Supplied material ::
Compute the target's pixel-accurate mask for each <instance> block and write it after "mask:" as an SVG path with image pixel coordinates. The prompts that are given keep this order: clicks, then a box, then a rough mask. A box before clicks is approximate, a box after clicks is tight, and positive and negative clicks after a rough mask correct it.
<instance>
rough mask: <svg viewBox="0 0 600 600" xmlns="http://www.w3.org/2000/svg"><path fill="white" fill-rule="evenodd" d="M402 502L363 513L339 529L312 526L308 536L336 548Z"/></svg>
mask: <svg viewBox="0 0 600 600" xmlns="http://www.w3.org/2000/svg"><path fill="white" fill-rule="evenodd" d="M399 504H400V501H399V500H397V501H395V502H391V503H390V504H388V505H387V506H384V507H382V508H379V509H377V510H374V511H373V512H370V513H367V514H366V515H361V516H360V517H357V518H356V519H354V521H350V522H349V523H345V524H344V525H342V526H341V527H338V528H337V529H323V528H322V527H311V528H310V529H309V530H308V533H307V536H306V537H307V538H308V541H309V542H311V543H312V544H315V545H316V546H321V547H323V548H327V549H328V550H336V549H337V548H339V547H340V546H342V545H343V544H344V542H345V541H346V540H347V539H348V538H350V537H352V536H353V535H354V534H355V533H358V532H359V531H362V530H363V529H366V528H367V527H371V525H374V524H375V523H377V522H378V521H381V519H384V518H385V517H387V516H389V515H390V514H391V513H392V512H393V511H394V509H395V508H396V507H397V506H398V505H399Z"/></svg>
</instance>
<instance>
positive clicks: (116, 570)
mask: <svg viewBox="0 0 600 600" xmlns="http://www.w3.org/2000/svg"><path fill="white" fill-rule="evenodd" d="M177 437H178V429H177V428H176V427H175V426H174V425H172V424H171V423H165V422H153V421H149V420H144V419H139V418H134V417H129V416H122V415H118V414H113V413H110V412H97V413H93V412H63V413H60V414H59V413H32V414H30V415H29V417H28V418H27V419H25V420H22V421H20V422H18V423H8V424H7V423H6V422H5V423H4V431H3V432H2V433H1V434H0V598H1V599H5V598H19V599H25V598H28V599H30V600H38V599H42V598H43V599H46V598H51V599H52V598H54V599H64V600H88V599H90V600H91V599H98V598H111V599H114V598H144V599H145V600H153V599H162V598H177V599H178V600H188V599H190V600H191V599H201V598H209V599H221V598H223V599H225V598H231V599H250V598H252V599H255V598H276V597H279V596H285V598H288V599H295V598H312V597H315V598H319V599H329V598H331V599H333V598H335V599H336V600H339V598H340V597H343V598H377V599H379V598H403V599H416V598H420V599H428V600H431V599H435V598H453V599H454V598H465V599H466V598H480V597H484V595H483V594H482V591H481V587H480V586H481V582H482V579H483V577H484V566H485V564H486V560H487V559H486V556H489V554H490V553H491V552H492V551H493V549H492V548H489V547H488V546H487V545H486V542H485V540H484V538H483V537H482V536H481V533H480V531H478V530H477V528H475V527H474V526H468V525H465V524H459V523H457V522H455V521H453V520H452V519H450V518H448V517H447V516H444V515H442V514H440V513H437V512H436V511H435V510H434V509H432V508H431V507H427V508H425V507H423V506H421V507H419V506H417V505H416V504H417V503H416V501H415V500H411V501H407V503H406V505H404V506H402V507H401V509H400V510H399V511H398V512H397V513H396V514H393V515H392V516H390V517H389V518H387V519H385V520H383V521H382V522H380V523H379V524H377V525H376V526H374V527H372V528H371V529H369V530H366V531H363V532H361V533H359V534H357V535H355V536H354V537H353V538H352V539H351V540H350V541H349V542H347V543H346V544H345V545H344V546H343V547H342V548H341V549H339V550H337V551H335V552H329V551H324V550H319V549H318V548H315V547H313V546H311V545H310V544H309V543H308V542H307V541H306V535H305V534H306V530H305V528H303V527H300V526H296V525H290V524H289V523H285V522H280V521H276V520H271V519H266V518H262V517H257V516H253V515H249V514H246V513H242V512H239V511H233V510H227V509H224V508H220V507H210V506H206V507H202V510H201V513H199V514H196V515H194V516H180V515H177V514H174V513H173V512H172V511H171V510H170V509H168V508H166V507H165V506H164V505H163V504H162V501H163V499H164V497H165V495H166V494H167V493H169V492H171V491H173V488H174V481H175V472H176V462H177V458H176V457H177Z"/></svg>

What to do :: Everything in the listing should be given again word for word.

Output for this exercise ::
Compute the target's pixel-accurate mask for each <instance> block and write it after "mask:" as an SVG path with image pixel coordinates. The prompts that are given keep this order: clicks, then a box, then a rough mask. A box before clicks is approximate, a box after clicks is tight, and positive and negative clicks after a rough mask correct it.
<instance>
rough mask: <svg viewBox="0 0 600 600" xmlns="http://www.w3.org/2000/svg"><path fill="white" fill-rule="evenodd" d="M402 502L363 513L339 529L312 526L308 536L336 548Z"/></svg>
mask: <svg viewBox="0 0 600 600" xmlns="http://www.w3.org/2000/svg"><path fill="white" fill-rule="evenodd" d="M399 504H400V501H399V500H397V501H395V502H391V503H390V504H388V505H387V506H384V507H382V508H379V509H377V510H374V511H373V512H370V513H367V514H366V515H361V516H360V517H357V518H356V519H354V521H350V522H349V523H345V524H344V525H342V526H341V527H338V528H337V529H323V528H322V527H311V528H310V529H309V530H308V533H307V536H306V537H307V538H308V541H309V542H311V543H312V544H315V545H316V546H321V547H323V548H327V549H328V550H336V549H337V548H339V547H340V546H342V545H343V544H344V542H345V541H346V540H347V539H348V538H350V537H352V536H353V535H354V534H355V533H358V532H359V531H362V530H363V529H366V528H367V527H371V525H374V524H375V523H377V522H378V521H381V519H384V518H385V517H387V516H389V515H390V514H391V513H392V512H393V511H394V509H395V508H396V507H397V506H398V505H399Z"/></svg>
</instance>
<instance>
positive clicks: (116, 570)
mask: <svg viewBox="0 0 600 600" xmlns="http://www.w3.org/2000/svg"><path fill="white" fill-rule="evenodd" d="M177 437H178V429H177V428H176V427H175V426H174V425H172V424H171V423H165V422H153V421H149V420H144V419H139V418H134V417H129V416H122V415H118V414H113V413H110V412H97V413H93V412H63V413H60V414H59V413H32V414H30V415H29V417H28V418H27V419H25V420H22V421H20V422H18V423H8V424H7V423H6V422H5V423H4V431H3V432H2V433H1V434H0V598H1V599H5V598H19V599H25V598H28V599H30V600H38V599H42V598H43V599H46V598H51V599H52V598H54V599H64V600H88V599H90V600H91V599H98V598H111V599H114V598H144V599H145V600H153V599H162V598H177V599H178V600H188V599H190V600H191V599H201V598H209V599H221V598H223V599H225V598H231V599H250V598H252V599H255V598H276V597H279V596H285V598H288V599H295V598H312V597H315V598H319V599H329V598H331V599H333V598H335V599H336V600H339V598H340V597H343V598H377V599H379V598H403V599H416V598H420V599H428V600H431V599H435V598H453V599H454V598H465V599H466V598H480V597H484V595H483V594H482V591H481V587H480V586H481V582H482V579H483V577H484V566H485V564H486V560H487V559H486V556H489V554H490V553H491V552H492V551H493V549H492V548H489V547H488V546H487V545H486V542H485V540H484V538H483V537H482V536H481V533H480V531H478V530H477V528H475V527H474V526H468V525H465V524H459V523H457V522H455V521H453V520H452V519H450V518H448V517H447V516H444V515H442V514H440V513H437V512H436V511H435V510H434V509H432V508H431V507H427V508H425V507H423V506H421V507H419V506H417V505H416V504H417V503H416V501H415V500H411V501H407V503H406V505H404V506H402V507H401V509H400V510H399V511H398V512H397V513H396V514H393V515H392V516H390V517H389V518H387V519H385V520H383V521H382V522H380V523H379V524H377V525H376V526H374V527H372V528H371V529H369V530H366V531H363V532H361V533H359V534H357V535H355V536H354V537H353V538H352V539H351V540H350V541H349V542H347V543H346V544H345V545H344V546H343V547H342V548H341V549H339V550H337V551H335V552H329V551H324V550H319V549H318V548H315V547H313V546H311V545H310V544H309V543H308V542H307V541H306V535H305V534H306V530H305V528H303V527H300V526H296V525H290V524H289V523H285V522H280V521H276V520H271V519H266V518H262V517H257V516H253V515H249V514H246V513H242V512H239V511H233V510H227V509H224V508H220V507H210V506H206V507H202V510H201V513H199V514H196V515H194V516H180V515H177V514H174V513H173V512H172V511H171V510H170V509H168V508H166V507H165V506H164V505H163V504H162V501H163V499H164V497H165V495H166V494H167V493H169V492H171V491H173V488H174V481H175V472H176V462H177V458H176V457H177Z"/></svg>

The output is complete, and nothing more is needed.